Recorded data:
- - -

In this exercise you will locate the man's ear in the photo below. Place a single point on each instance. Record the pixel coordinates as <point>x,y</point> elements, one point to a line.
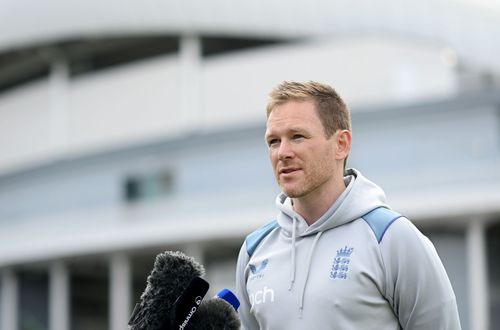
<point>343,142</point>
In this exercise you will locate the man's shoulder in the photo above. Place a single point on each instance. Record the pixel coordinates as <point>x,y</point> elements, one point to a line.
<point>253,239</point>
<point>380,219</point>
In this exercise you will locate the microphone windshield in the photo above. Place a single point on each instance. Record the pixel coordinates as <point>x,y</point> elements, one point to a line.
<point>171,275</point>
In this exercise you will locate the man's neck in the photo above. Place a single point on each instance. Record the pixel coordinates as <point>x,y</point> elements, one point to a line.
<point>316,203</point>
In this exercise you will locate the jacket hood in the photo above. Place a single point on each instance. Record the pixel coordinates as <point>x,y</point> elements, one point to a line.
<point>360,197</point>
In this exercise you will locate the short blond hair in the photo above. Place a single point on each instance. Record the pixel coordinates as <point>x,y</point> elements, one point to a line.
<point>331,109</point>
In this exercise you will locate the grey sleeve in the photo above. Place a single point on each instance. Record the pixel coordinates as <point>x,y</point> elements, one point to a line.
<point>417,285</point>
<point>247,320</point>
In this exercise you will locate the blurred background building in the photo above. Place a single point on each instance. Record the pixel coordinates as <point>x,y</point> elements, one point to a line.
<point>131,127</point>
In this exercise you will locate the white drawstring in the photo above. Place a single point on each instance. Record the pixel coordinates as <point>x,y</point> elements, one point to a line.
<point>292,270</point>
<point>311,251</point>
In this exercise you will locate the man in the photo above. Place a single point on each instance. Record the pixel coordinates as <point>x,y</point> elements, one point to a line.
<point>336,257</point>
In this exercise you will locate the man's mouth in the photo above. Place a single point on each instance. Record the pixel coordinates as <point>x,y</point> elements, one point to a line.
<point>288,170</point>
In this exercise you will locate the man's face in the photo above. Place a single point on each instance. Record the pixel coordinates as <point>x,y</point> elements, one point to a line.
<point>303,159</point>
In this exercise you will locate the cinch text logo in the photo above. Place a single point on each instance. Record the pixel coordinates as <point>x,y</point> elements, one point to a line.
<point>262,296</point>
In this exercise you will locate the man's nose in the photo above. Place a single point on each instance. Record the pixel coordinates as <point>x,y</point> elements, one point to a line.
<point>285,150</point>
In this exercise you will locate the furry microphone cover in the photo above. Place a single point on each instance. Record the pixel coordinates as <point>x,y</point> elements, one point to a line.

- - -

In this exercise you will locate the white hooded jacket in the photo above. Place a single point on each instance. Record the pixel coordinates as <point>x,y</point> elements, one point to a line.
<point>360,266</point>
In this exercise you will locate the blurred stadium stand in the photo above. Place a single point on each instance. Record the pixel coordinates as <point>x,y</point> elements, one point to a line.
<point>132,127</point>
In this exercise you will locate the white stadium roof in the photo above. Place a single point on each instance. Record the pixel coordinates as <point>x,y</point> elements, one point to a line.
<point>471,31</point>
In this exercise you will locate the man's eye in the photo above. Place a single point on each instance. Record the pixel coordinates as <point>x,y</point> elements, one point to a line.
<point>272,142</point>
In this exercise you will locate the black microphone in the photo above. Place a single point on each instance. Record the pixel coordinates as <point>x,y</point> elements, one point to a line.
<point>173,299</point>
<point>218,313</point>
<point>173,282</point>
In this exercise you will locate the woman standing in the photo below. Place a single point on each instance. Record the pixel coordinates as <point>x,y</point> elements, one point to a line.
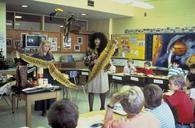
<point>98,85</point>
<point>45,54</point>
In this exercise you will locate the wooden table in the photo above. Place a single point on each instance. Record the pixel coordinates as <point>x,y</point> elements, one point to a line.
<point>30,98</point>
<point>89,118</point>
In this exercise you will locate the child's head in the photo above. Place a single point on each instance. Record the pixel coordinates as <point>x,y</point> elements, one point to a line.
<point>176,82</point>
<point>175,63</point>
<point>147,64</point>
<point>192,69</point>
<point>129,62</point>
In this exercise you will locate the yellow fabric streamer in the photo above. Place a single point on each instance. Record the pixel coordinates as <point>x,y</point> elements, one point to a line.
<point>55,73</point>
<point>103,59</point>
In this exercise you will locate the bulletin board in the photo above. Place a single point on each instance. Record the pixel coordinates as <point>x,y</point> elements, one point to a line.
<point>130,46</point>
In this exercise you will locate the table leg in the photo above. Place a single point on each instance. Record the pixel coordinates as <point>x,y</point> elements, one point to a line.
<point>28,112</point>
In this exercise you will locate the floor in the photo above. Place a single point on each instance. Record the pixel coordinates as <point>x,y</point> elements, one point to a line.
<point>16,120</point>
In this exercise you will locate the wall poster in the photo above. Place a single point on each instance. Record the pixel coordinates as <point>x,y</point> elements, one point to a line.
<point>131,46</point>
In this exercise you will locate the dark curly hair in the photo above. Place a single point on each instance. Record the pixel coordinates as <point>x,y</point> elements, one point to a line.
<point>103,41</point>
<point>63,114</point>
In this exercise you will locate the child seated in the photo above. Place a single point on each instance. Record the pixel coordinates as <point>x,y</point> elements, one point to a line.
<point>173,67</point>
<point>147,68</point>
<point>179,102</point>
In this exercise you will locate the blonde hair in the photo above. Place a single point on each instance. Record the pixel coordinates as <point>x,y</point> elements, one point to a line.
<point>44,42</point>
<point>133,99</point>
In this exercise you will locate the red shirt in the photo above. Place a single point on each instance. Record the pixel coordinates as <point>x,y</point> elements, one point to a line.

- - -

Exercise description: What is needed is an exact copy of the lines above, from the one containing "In this exercise you will locate the man's nose" through the one containing "In this exercise you will locate the furry", with nothing added.

Result of this exercise:
In this exercise you will locate the man's nose in the photo above. Place a single point on each instance. Record the pixel coordinates as <point>x,y</point> elements, one point to a line.
<point>285,150</point>
In this exercise you will locate the furry microphone cover in the photo above. Place a single point on each instance. Record the pixel coordinates as <point>x,y</point> elements, one point to a line.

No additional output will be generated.